EXTRACTO DE LA PÁGINA>
┄┄┄┄┄┄┄┄┄┄┄┄┄┄┄┄┄┄┄┄

El programa incluyó además Del otro lado, dirigida por Iván Guarnizo en 2021; The Smiling Lombana, documental de Daniela Abad del 2019; Petit Mal, dirigida por Ruth Caudeli en 2022; y finalmente La piel en primavera, una obra de Yennifer Uribe estrenada en 2023.
La edición 2025 se abrió con Horizonte, de César Acevedo (2025), siguió con los estrenos Forenses de Federico Atehortúa (2025) y Andariega de Raúl Soto Rodríguez (2025), y concluyó con la proyección de Cada voz lleva su ausencia de Julio Bracho (1965) como película de clausura. Y la proyección de Bajo el cielo antioqueño de Arturo Acevedo Vallarino (1925), la primera película de ficción grabada en Medellín hace cien años. Una edición asombrosa de un instante en milésimas de alegría. El eco en las gentes sensibles, curiosas y desprevenidas.
Los escenarios de proyección del Festival de Cine de Jardín incluyeron el Teatro Municipal de Jardín y la Casa de la Cultura, que funcionaron como sedes principales; también se llevaron funciones a la Placa Deportiva del barrio Simón Bolívar y a la I.E. Moisés Rojas Peláez, espacio donde se concentró la agenda académica y exhibiciones al aire libre. Asimismo, el Coliseo Municipal acogió varias presentaciones especiales, mientras que la Fonda Hotel Hacienda Balandú, de Comfenalco, sirvió como sede alterna para encuentros y proyecciones adicionales. Dentro de esta diversidad de espacios y experiencias, Caleidoscopio se destacó como uno de los focos más vibrantes del festival, ofreciendo un recorrido por las nuevas voces del cine colombiano.

┄┄┄┄┄┄┄┄┄┄┄┄┄┄┄┄┄┄┄┄

SECCIÓN DE DATOS>

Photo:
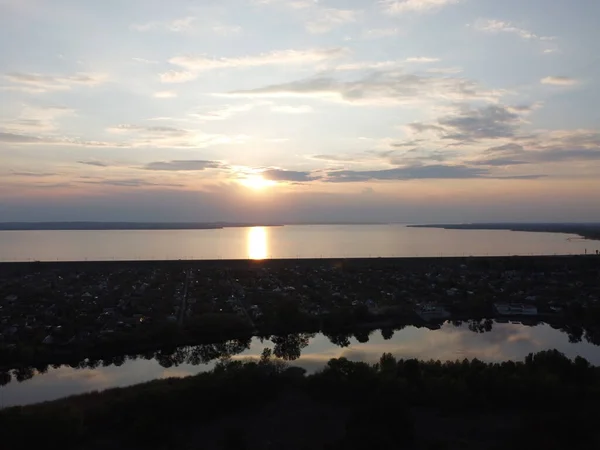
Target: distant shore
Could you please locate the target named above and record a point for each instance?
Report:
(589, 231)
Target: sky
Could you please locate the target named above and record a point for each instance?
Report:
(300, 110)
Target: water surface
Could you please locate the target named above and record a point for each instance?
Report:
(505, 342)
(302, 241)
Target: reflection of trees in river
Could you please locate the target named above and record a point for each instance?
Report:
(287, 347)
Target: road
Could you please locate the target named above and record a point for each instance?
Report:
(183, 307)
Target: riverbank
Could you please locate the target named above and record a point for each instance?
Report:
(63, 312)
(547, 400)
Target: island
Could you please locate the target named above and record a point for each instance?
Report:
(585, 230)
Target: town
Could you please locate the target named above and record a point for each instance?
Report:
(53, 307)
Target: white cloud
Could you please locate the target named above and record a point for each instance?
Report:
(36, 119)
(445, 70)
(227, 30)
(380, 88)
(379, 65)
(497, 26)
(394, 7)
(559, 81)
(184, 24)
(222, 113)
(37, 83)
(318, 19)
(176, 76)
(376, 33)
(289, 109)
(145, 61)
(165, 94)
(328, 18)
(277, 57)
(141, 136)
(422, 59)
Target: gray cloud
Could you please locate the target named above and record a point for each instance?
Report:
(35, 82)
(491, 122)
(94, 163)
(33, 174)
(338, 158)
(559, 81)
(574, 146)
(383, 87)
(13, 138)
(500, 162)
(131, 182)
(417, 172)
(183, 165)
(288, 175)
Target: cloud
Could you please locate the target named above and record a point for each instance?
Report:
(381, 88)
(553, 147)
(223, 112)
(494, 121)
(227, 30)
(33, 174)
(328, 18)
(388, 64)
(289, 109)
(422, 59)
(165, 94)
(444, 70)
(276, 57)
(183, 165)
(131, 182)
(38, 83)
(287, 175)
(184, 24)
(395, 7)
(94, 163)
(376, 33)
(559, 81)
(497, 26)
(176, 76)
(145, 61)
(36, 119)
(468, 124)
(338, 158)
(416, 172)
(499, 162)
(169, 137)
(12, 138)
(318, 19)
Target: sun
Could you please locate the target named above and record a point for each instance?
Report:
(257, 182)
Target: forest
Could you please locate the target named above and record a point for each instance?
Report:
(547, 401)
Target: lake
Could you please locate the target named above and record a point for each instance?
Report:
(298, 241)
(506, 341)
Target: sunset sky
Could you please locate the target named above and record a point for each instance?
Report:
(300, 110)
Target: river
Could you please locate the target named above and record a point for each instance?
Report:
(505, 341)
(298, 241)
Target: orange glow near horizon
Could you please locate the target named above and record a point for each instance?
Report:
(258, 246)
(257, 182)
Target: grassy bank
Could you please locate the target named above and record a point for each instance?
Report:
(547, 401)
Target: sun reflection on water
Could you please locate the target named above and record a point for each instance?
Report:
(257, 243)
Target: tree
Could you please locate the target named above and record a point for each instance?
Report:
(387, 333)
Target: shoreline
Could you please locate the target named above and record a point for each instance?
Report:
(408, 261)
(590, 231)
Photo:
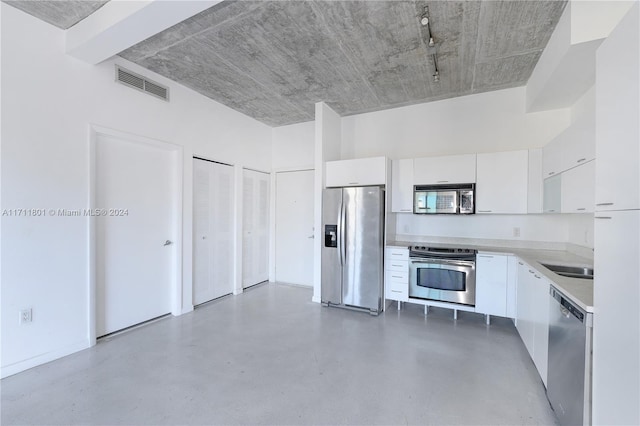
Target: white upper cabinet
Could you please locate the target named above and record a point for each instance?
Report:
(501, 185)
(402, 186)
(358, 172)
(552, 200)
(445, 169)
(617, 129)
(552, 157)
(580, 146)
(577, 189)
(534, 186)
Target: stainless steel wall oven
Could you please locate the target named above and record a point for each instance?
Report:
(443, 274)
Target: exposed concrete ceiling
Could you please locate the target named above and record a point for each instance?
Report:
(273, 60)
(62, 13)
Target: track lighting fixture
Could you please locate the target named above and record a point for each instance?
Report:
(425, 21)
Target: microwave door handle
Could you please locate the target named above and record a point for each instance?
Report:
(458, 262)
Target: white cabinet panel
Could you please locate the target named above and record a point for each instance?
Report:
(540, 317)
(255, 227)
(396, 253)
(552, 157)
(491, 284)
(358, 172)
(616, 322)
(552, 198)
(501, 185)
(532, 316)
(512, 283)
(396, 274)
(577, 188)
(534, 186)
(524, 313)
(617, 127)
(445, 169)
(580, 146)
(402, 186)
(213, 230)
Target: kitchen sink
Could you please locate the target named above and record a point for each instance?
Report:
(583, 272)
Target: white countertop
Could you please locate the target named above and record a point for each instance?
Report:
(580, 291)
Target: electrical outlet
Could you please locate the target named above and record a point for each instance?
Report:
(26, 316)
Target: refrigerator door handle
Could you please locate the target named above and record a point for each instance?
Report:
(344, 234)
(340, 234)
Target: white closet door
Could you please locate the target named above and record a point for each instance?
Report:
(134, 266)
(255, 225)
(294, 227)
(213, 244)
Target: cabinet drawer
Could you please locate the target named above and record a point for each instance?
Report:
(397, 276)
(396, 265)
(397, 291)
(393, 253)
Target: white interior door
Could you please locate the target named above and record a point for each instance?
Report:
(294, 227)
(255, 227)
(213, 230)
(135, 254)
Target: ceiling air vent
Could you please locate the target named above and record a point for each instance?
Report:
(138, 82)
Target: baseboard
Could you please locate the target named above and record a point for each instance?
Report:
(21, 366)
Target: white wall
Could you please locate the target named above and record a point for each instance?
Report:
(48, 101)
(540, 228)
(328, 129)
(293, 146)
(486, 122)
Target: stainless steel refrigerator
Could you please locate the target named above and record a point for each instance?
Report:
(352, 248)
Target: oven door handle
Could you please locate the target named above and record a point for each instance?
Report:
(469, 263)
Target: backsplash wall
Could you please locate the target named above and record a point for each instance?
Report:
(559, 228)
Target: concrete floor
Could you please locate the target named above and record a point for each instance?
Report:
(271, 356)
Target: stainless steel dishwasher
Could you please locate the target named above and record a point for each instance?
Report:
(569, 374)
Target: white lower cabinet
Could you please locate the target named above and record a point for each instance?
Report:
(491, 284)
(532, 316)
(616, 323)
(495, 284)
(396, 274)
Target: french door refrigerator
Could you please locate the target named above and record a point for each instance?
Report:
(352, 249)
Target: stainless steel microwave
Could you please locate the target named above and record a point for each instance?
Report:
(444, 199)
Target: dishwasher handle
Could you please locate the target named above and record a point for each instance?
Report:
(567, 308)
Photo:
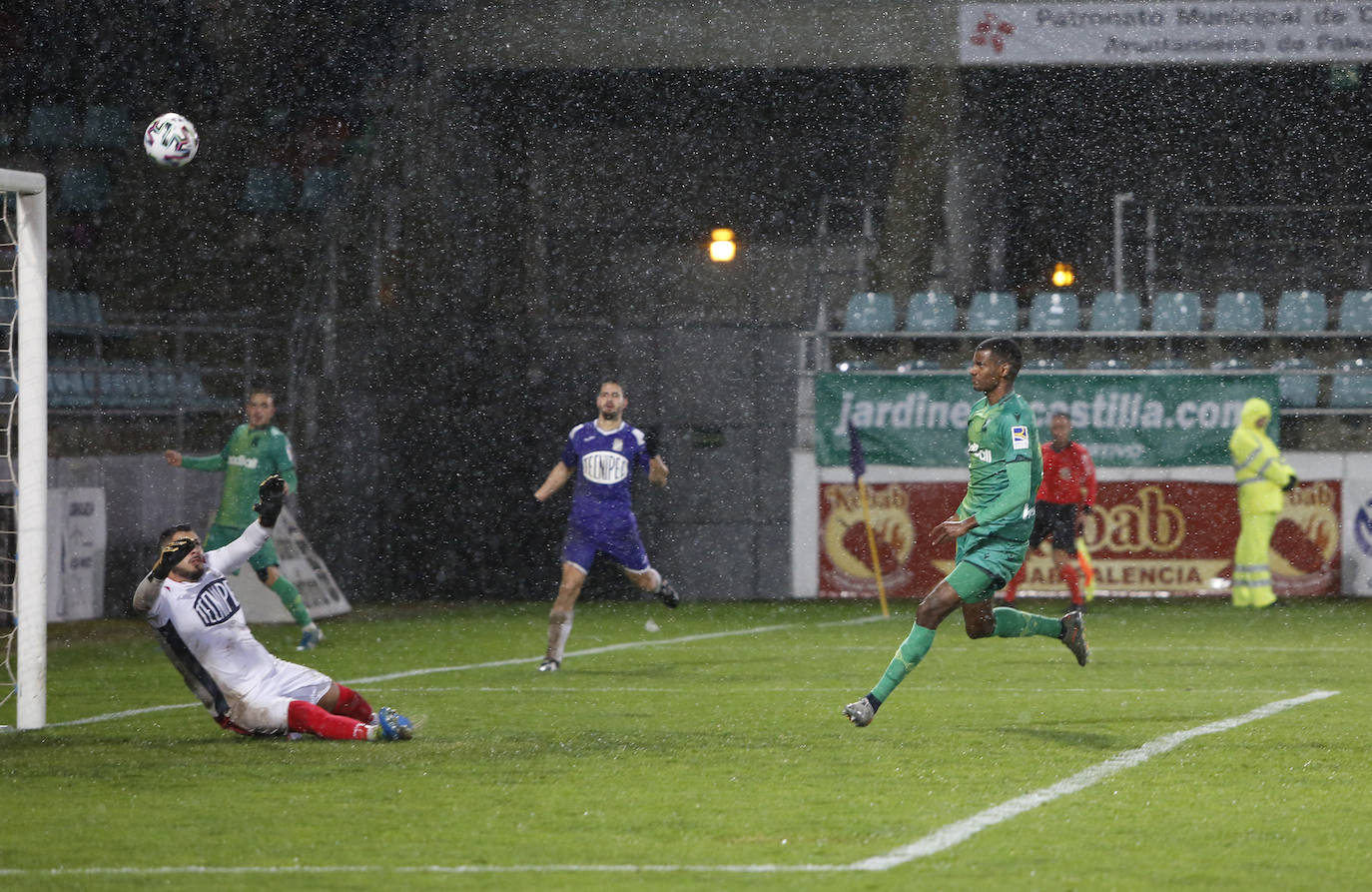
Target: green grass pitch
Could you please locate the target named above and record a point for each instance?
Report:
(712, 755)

┄┄┄┄┄┄┄┄┄┄┄┄┄┄┄┄┄┄┄┄

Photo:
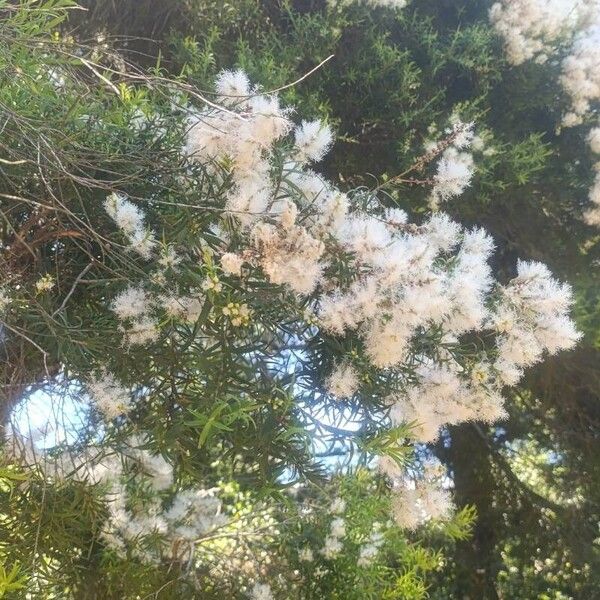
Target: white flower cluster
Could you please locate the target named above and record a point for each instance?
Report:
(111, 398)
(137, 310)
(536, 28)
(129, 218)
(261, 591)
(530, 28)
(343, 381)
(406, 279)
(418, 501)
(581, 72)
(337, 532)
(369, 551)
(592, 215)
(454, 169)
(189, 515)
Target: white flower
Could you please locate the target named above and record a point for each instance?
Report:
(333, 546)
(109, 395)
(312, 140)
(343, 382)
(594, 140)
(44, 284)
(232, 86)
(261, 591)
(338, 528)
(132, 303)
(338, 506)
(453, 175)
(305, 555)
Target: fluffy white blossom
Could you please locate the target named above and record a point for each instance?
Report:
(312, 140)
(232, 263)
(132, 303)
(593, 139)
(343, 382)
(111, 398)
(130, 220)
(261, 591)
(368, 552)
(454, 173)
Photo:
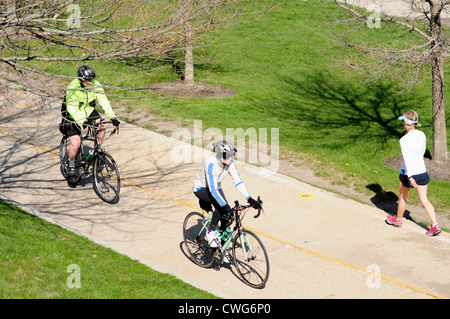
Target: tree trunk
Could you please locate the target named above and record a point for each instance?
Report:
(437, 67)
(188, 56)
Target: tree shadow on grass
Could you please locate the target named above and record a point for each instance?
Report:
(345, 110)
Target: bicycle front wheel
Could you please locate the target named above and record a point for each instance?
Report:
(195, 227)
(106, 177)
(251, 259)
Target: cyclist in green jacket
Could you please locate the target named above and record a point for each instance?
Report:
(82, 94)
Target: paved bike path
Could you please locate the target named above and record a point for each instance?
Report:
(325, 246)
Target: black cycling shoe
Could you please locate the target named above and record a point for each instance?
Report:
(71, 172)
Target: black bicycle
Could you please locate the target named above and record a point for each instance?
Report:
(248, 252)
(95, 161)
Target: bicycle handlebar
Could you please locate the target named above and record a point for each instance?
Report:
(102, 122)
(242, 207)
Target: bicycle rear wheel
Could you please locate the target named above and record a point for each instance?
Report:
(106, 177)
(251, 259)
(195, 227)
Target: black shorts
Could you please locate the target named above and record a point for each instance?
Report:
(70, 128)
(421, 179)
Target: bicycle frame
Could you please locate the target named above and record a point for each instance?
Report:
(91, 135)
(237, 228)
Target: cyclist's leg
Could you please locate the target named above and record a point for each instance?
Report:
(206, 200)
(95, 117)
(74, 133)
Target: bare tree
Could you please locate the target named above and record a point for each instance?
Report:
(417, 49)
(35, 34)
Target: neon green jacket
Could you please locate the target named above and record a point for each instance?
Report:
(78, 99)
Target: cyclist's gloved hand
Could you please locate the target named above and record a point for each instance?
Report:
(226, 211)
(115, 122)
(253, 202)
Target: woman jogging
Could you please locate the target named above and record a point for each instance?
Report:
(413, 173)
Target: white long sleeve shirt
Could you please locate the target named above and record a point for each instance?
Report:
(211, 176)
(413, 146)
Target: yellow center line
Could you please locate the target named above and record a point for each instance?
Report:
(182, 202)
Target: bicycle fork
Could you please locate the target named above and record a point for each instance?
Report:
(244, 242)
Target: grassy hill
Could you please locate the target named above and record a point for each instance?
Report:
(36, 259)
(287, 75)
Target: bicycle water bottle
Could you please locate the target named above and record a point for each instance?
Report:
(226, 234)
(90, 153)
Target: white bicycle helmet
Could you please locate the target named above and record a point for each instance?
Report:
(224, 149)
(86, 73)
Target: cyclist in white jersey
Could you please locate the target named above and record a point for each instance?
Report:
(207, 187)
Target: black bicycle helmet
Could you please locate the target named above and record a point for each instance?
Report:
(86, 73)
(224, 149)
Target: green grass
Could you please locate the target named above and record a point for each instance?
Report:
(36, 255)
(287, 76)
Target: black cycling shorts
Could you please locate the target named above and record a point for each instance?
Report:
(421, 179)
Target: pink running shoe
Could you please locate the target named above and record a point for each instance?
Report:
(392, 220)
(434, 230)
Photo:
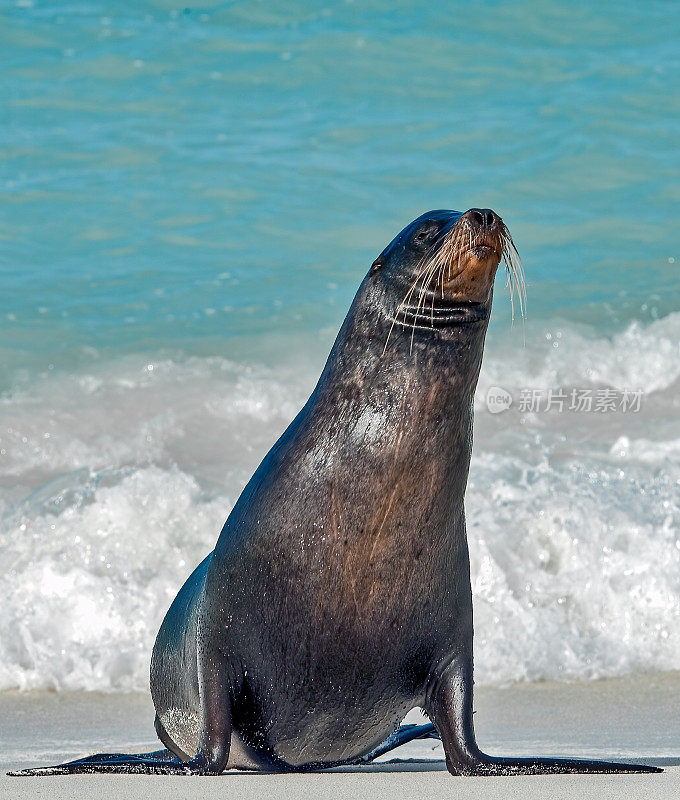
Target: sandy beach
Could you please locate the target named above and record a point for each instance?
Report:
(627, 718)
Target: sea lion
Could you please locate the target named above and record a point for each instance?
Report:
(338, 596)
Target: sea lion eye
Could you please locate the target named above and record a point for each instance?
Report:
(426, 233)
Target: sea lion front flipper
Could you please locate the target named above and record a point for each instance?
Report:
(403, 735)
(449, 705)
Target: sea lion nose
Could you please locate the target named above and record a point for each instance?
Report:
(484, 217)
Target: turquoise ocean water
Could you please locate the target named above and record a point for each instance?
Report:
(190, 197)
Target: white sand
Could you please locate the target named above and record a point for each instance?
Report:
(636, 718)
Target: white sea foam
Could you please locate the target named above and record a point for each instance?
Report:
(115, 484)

┄┄┄┄┄┄┄┄┄┄┄┄┄┄┄┄┄┄┄┄

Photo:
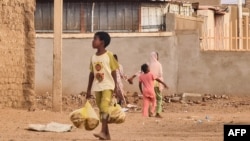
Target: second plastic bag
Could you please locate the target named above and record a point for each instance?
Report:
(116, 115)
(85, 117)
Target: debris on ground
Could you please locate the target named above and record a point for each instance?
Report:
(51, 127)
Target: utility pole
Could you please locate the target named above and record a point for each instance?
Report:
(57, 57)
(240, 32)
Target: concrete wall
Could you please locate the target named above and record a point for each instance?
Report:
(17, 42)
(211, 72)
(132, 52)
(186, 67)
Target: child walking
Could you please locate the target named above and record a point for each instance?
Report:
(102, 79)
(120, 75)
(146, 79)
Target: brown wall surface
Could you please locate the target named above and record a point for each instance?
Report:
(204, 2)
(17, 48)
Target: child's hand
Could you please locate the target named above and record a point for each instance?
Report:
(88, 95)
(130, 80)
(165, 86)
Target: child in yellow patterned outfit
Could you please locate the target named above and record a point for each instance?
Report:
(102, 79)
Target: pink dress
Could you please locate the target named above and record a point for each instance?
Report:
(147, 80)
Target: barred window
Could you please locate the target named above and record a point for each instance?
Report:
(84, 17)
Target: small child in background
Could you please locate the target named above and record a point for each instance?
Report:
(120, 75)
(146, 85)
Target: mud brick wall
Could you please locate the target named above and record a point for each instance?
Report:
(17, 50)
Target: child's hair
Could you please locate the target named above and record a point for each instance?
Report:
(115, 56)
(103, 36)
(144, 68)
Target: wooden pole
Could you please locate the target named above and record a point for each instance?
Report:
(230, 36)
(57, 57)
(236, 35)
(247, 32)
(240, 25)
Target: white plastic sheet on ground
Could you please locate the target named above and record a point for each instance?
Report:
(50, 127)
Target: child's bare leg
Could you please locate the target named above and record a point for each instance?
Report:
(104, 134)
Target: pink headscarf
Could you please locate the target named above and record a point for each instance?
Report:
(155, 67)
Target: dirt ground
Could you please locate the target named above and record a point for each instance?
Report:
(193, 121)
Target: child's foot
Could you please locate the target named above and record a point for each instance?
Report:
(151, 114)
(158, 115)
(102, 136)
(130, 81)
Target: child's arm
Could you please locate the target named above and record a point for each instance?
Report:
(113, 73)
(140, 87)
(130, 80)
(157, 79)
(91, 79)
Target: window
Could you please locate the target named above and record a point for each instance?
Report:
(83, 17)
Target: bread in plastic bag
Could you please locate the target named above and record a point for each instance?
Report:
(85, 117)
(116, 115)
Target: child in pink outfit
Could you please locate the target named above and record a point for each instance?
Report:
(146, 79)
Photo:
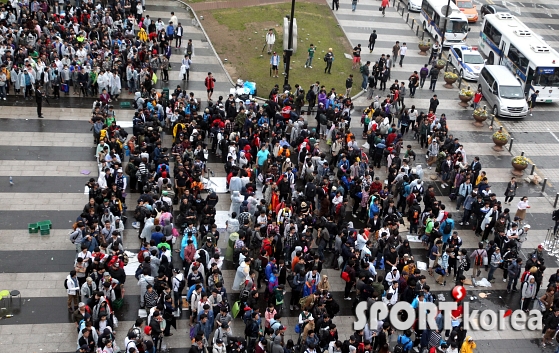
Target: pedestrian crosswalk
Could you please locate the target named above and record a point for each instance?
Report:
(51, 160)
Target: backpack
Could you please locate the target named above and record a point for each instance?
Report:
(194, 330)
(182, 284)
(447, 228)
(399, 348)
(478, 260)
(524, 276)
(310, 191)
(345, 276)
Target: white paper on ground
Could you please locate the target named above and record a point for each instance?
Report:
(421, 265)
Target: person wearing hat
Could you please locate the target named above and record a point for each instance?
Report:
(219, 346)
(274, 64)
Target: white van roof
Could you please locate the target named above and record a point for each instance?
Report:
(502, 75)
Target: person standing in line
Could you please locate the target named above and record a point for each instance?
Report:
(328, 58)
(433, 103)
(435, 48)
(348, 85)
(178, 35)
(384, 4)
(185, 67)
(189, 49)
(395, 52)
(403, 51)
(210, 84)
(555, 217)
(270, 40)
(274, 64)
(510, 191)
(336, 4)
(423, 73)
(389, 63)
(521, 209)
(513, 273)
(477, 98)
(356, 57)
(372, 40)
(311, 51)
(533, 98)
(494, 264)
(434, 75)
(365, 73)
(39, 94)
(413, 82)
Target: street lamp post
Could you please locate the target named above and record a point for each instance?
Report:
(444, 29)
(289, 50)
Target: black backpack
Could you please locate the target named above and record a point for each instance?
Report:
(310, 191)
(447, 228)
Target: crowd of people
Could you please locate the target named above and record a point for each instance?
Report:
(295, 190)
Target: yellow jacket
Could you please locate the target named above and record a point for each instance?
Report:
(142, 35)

┄┄┄┄┄┄┄┄┄┄┄┄┄┄┄┄┄┄┄┄

ACTIVIDAD> Extrae sin cambios, del texto sobre el Festival de Cine de Jardín, el fragmento que empieza con las palabras "La edición 2025" y termina con "curiosas y desprevenidas.".

RESPUESTA ESCRITA>
La edición 2025 se abrió con Horizonte, de César Acevedo (2025), siguió con los estrenos Forenses de Federico Atehortúa (2025) y Andariega de Raúl Soto Rodríguez (2025), y concluyó con la proyección de Cada voz lleva su ausencia de Julio Bracho (1965) como película de clausura. Y la proyección de Bajo el cielo antioqueño de Arturo Acevedo Vallarino (1925), la primera película de ficción grabada en Medellín hace cien años. Una edición asombrosa de un instante en milésimas de alegría. El eco en las gentes sensibles, curiosas y desprevenidas.